Work to be completed
Would you write out all the records again, exactly?

Referring expression pointing data
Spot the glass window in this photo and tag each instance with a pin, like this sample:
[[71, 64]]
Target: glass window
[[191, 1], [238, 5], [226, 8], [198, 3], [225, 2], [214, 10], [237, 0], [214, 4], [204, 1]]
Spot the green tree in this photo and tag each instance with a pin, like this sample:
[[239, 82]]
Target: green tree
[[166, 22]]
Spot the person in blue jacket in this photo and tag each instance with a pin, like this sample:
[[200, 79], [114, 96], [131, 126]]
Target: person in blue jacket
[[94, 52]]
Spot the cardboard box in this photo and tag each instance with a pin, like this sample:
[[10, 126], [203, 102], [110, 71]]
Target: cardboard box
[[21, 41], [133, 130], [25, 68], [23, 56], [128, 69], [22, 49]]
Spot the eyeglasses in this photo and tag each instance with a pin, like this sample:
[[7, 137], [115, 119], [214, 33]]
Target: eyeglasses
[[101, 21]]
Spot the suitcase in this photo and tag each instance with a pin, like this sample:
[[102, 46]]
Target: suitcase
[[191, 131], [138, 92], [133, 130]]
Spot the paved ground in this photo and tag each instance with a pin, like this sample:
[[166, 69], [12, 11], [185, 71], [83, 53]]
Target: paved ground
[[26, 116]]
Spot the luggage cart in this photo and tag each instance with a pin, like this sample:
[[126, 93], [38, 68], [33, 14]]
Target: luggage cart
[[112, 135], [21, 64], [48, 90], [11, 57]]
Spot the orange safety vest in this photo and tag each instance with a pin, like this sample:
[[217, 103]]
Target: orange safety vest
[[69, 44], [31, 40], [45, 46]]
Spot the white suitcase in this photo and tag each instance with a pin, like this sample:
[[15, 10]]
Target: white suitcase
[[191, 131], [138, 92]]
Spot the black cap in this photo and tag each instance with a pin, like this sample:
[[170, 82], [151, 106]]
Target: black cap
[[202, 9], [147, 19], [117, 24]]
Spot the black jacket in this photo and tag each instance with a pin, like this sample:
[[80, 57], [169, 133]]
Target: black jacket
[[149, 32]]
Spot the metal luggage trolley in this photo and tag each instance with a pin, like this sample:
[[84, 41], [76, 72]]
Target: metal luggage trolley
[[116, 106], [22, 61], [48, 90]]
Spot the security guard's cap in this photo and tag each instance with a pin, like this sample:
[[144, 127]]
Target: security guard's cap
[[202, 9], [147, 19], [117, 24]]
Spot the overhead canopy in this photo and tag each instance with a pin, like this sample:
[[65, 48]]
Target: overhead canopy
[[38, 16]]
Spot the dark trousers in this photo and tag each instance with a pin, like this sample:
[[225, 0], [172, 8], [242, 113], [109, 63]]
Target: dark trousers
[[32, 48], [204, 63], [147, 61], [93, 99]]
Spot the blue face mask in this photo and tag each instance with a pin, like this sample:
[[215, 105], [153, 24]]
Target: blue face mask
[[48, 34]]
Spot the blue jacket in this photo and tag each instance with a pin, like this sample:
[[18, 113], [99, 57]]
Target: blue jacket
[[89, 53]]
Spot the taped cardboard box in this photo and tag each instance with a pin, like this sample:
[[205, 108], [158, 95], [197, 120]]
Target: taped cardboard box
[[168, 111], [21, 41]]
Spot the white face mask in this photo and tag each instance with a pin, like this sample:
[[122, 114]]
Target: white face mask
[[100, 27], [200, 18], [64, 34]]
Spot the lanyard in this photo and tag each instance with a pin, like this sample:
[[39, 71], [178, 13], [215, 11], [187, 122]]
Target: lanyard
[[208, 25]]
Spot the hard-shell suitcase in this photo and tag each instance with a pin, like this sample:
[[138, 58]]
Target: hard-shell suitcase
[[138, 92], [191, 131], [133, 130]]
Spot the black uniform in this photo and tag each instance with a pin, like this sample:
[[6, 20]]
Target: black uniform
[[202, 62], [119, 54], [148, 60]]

Answer section
Spot the glass window in this photo and tag each instance with a pin, like this sample:
[[71, 64]]
Target: glass window
[[191, 1], [238, 5], [226, 8], [198, 3], [225, 2], [214, 10], [237, 0], [214, 4], [204, 1]]
Spot the green tree in this photo and tag each instance with a pin, like this sample:
[[239, 82]]
Target: green tree
[[166, 22]]
Spot the person in blue jacket in this photo and tag each instance with a pin, like this sample:
[[200, 79], [114, 96], [131, 126]]
Target: person in blue jacket
[[94, 52]]
Spot the cardboard box in this photo and tag each instance with a pin, like this sample:
[[10, 126], [203, 102], [110, 71]]
Target: cardboard box
[[21, 41], [133, 130], [25, 68], [23, 56], [128, 69], [22, 49]]
Spot the eyeglasses in this photo and tag each instance with a pin, like this sample:
[[7, 137], [115, 119], [214, 33]]
Target: eyeglasses
[[101, 21]]
Spot the suitcase in this photo and tag each instance with a pin, like this sample:
[[102, 46]]
Target: suitcase
[[191, 131], [138, 92], [133, 130]]
Spot the paved ground in this photo and tag each instance with a pin, like this sample:
[[166, 69], [12, 11], [185, 71], [83, 53]]
Target: paved ground
[[26, 116]]
Spot the luggage cart in this photo and tag each instance with a pin, like this sample:
[[126, 93], [38, 68], [33, 14]]
Target: luggage cart
[[112, 135], [21, 64], [48, 90], [11, 57]]
Spot the orange safety vest in this photo and tag each instance with a pin, like this sample:
[[217, 103]]
Target: orange safety vest
[[69, 44], [31, 40], [45, 46]]
Spot the white suitcase in this photo and tag each instance with a pin, like this sample:
[[15, 10]]
Target: white suitcase
[[191, 131], [138, 92]]
Spot the black cap in this photo and tag each instance with a pin, like this sample:
[[170, 82], [151, 106]]
Target: black cap
[[202, 9], [147, 19], [117, 24]]
Spot the black jacket in this photo and tag each instance with a pin, like this sample:
[[80, 57], [169, 133]]
Target: black jacket
[[149, 32]]
Spot the metal luggage trolley in this photo and tag each instance with a pin, like this sample:
[[84, 41], [76, 72]]
Target: metal luggage trolley
[[116, 106], [22, 61], [48, 90]]
Spot the security guard's cap in this photo and tag each instance with a pin, like this sample:
[[144, 127]]
Target: security guard's cap
[[202, 9], [147, 19], [117, 24]]
Spot the overhead canopy in this photo and tag each instance with a pin, like this sample:
[[65, 48]]
Target: overhead canopy
[[38, 16]]
Spot the dark trousers in this photo and tag each instance with a pin, like this sample:
[[225, 0], [172, 8], [242, 113], [109, 63]]
Target: dark trousers
[[32, 48], [204, 63], [147, 61], [93, 99]]
Spot the blue face mask in this photo and tag each instance with a pin, like this sample:
[[215, 105], [153, 24]]
Target: blue face mask
[[48, 34]]
Spot the blue jacket in this photo and tag each instance with a pin, like this sample:
[[18, 113], [99, 57]]
Target: blue jacket
[[89, 53]]
Spot the taped cardboard box in this photo and tag each instance with a pin, like this sample:
[[205, 108], [158, 95], [197, 120]]
Target: taped cardboard box
[[168, 111], [21, 41]]
Spot the white face mask in this photo and tag each instance with a pin, like this sample:
[[122, 114]]
Target: white face mask
[[100, 27], [200, 18], [64, 34]]
Spot the lanyard in this photo and tag each instance with a pin, like this sample:
[[39, 71], [178, 13], [215, 11], [187, 122]]
Target: lanyard
[[208, 25]]
Spot the hard-shell suitcase in this photo and tag each instance with a pin, like this sample:
[[138, 58]]
Target: hard-shell suitcase
[[138, 92], [191, 131], [133, 130]]
Spot the black uniform in this photo and tag each instance with a pin, like this sample:
[[6, 20]]
Target: black uniform
[[202, 62], [119, 54], [148, 60]]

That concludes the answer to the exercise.